WRITTEN EXERCISE: Resume the diary post below about a sick pet rabbit, writing on from its final sentence; the data after it are not part of that post.
──────── TEXT EXCERPT ────────
Worried. Smudge (rabbit) is ill again
. He hasn't eaten anything for 2 days. I know it sounds kinda dumb but I love him to peices and I don't want it to be anything bad. We're taking him to the vet this afternoon. I hope he's ok and it's something that the vet can just fix. I hope it isn't his teeth.. he's had an operation on them once which was risky cause rabbits don't always react well to anesthetics but he's 6 now so.. :/. He has to be ok.
I was nearly sick three times last night cause I was panicking. He gets sick quite a lot tho really and he's always ok. I was just.. scared
. He's so lovely and I don't wanna loose him.
Seeing the Hot Sainsbury's Guy didn't help today. My stomach is in too many knots.
Sounds dumb, but when everything is bad with mum and Hugh and John's playing up and dad is being useless.. Smudge is the one I go and hug.
Mum keeps bringing up the dad thing. I mentioned in Sainsbury's that it was upsetting me and then when she said she was useless and shouldn't be saying all these things to me I didn't tell her it was fine like I normally do. It isn't fine, so I'm not going to pretend. Not gunna tell her to shut up either but still, I didn't say it was fine which is something.
──────── DATA LISTING ────────
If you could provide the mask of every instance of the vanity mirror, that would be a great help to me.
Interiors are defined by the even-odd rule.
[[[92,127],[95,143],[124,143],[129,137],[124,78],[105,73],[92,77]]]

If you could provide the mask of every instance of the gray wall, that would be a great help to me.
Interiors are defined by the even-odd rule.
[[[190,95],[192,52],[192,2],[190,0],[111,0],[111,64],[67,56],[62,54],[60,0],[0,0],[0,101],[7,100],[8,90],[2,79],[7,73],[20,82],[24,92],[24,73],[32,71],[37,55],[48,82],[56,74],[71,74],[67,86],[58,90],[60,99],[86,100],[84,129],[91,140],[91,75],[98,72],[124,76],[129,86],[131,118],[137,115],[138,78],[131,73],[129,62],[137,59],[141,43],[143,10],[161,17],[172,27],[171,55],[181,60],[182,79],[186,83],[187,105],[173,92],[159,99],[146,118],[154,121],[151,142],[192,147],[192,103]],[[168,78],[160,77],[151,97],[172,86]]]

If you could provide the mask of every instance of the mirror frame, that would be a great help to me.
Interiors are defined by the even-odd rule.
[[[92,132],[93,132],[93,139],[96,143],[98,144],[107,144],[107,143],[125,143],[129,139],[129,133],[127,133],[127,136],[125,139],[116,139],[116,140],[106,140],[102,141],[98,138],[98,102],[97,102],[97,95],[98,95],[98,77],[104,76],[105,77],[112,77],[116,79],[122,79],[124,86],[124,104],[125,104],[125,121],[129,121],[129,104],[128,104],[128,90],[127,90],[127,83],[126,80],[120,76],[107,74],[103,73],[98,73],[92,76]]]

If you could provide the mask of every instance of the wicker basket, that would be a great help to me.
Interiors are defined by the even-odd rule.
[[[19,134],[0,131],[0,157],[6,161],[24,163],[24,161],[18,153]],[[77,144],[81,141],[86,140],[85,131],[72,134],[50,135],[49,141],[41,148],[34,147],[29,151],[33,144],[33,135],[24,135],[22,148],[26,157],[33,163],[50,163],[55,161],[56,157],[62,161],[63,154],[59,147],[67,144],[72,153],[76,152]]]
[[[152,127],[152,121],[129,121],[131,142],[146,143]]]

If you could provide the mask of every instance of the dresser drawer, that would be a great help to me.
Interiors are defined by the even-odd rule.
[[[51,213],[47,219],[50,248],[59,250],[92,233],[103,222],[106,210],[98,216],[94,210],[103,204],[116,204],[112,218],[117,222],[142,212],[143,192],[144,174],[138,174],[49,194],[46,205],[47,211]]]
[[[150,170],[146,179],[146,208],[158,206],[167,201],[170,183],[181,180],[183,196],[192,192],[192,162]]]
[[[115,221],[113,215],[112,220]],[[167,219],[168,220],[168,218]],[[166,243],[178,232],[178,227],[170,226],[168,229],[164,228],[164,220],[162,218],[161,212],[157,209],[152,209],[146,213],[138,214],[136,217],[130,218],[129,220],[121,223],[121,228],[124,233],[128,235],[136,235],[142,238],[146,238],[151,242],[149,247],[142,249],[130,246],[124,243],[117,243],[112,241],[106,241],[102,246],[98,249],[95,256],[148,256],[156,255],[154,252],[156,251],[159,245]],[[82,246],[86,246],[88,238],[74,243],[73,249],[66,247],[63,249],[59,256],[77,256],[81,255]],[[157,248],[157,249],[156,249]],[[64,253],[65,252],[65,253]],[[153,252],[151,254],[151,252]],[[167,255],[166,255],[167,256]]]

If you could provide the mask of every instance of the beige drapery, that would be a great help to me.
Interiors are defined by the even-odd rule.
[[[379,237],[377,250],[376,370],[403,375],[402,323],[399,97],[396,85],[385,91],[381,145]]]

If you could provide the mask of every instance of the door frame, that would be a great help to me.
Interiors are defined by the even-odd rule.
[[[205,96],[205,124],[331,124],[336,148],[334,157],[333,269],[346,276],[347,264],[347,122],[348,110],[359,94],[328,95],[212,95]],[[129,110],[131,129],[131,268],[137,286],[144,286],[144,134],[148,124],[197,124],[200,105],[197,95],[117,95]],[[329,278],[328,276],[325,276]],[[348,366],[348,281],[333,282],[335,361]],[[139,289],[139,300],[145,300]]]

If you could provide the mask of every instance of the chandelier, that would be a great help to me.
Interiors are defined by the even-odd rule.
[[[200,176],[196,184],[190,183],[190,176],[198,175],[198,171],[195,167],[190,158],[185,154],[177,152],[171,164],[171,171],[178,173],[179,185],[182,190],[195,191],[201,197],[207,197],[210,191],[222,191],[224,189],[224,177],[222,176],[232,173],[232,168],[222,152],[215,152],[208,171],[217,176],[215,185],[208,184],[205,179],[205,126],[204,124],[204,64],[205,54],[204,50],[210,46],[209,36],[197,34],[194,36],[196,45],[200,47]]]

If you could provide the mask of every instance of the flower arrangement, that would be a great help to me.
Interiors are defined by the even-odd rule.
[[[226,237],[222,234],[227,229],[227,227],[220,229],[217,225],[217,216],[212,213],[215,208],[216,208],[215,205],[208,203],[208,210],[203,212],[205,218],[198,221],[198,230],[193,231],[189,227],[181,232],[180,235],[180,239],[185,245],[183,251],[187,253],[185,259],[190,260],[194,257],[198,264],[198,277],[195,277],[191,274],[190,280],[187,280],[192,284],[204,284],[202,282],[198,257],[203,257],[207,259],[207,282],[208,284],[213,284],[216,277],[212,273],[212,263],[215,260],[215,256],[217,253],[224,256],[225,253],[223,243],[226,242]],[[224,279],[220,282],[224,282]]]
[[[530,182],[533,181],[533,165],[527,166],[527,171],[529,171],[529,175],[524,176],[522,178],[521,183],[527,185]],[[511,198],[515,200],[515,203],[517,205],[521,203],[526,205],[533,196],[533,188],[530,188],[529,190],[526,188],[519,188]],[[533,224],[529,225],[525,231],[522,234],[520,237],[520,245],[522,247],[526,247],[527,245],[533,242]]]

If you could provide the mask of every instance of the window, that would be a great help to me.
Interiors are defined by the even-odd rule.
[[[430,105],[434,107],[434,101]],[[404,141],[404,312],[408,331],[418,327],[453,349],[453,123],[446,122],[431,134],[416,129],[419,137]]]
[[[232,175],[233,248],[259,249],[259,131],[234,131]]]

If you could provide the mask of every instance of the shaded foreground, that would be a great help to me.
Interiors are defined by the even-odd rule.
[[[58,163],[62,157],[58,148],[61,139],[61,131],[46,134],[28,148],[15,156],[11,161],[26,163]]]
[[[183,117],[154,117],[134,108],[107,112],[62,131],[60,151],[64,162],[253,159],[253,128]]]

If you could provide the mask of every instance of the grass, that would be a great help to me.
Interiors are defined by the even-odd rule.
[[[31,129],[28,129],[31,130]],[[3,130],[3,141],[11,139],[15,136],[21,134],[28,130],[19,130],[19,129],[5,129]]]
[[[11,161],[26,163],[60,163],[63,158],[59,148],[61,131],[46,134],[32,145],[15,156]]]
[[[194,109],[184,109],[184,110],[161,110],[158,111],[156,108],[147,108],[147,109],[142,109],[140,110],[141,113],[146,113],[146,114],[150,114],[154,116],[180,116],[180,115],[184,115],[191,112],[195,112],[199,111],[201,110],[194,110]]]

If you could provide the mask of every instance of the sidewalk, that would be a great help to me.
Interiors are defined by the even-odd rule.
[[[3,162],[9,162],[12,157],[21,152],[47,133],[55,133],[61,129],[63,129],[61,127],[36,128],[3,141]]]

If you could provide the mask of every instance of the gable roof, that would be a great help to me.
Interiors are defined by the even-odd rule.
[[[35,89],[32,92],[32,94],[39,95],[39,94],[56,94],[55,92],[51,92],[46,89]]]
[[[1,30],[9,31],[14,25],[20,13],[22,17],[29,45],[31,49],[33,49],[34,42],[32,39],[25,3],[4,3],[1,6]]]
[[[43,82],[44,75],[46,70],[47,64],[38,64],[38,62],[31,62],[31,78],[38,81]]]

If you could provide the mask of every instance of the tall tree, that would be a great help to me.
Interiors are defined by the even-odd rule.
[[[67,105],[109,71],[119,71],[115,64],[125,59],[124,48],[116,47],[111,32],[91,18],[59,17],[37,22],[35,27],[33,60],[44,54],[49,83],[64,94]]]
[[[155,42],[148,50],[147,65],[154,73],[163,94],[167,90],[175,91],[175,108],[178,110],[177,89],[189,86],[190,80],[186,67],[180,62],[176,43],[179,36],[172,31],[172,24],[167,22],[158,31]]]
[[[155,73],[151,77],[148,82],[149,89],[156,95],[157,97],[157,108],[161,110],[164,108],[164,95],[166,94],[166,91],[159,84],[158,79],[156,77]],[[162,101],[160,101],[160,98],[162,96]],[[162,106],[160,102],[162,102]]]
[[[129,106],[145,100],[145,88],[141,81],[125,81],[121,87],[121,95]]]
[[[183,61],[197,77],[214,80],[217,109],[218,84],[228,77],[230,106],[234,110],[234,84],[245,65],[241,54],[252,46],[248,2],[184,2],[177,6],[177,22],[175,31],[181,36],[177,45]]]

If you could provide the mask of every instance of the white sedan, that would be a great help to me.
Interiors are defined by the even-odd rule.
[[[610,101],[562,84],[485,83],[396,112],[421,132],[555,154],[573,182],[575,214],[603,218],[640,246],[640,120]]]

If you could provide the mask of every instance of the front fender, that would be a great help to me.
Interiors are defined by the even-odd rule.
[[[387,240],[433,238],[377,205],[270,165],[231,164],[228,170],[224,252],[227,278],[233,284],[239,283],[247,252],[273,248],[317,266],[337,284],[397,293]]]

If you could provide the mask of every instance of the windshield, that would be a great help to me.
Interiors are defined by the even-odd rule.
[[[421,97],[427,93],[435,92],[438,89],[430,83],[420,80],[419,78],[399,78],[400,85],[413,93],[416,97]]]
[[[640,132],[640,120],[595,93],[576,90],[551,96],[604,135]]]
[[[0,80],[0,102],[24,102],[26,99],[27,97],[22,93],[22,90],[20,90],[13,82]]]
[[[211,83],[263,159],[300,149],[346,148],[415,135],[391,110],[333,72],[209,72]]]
────────
EXERCISE RESPONSE:
AOL is being really weird today. I'm typing this offline so I don't loose it cause writing helps but I can never be bothered to type it all over again when I loose something. It's lost connection twice and I've been online less than 10 minutes. I don't know why. It's since we got the digital tv it's been worse but that isn't connection to the phoneline so I don't know how that could be affecting it. If anyone knows help would be nice [
BB final tonight. Hugh's not coming
. I guess no one would get it accept me.. it's just when there's something you do together, even if it is just watching tv, and someone else comes in and ruins it... I don't like it.
Anyhoo, have a plan for cheering up mum. I'm going to try and get a David Tennant autograph for her. I've found an address which is apprently valid and there's this autograph collectors site and I asked a couple of people on there what I have to do and they said you have to write a letter and say why you want it. 3 months wait tho :/ but that would mean it should be here for Christmas. I can't afford it tho :/. I only had to idea day before yesterday and I spent all my money on a Funeral For A Friend cd so now I have about £1.40. And I need to buy a stamp and too big envelopes.. and a bit of cardboard to stop it from bending and stuff. I was thinking of using the back of a cereal packet but he might think that's a bit lame. Cause it is. But whatever, as long a he writes back I don't think it matters. And how to you pay postage? :S I don't know. I just assumed letters came to you. Does that mean I have to put in a spare stanp on the second envelope?
I never send/receive letters I e mail people so I have no idea :S. Ahh well, maybe I'll explain a bit in the letter and hopefully he'll just think I'm a stupid idiot (he's not wrong) and send it back anyway.
John coming in and telling me when he's booked the tv is really begining to piss me off.
I DON'T CARE GET OUT OF MY ROOM YOU LOONEY!!!!!!!!!!!!!!!!
Ahem.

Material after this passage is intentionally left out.